Start of Given data

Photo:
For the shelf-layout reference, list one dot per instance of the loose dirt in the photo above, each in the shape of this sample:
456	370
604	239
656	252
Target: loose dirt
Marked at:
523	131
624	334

End of Given data
Start of Given data

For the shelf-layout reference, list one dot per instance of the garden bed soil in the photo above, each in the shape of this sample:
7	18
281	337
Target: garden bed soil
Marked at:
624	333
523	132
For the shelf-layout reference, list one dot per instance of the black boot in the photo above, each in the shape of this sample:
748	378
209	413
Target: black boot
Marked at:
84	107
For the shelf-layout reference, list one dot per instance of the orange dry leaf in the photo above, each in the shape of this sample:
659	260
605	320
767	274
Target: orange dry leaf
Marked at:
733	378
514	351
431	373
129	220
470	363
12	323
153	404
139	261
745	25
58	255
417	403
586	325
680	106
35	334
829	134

End of Given data
Start of Given data

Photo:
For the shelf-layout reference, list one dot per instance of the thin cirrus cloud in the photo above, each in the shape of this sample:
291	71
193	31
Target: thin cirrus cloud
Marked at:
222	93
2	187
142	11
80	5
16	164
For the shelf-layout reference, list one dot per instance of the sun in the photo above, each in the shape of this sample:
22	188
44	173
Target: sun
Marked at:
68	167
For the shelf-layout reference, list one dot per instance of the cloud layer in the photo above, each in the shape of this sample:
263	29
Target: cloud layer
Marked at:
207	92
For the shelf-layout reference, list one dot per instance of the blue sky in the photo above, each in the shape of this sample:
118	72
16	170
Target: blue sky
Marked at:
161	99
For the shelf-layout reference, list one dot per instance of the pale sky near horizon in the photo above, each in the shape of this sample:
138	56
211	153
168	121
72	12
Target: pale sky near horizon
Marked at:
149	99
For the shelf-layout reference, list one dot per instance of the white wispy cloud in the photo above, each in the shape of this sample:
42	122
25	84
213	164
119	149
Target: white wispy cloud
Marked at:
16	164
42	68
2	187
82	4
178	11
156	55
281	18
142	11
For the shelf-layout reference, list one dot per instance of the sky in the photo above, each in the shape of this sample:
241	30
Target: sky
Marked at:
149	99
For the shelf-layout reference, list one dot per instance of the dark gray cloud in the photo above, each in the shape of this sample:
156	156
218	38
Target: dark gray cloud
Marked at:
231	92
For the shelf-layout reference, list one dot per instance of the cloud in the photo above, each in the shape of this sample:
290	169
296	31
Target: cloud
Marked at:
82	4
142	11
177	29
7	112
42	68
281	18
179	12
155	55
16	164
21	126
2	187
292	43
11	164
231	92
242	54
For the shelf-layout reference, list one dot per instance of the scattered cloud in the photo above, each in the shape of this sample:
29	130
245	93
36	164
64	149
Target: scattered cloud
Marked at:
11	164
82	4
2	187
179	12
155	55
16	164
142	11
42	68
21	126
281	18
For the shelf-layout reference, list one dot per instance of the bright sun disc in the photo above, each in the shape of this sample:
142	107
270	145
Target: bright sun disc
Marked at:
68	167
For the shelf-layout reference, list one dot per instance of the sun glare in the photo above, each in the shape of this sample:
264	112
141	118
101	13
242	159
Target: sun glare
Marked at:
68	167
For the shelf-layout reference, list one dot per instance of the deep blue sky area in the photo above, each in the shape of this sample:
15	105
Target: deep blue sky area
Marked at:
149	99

End of Given data

### Task
How many of the lines above contain "horizon"? Give the number by itself.

### Written answer
2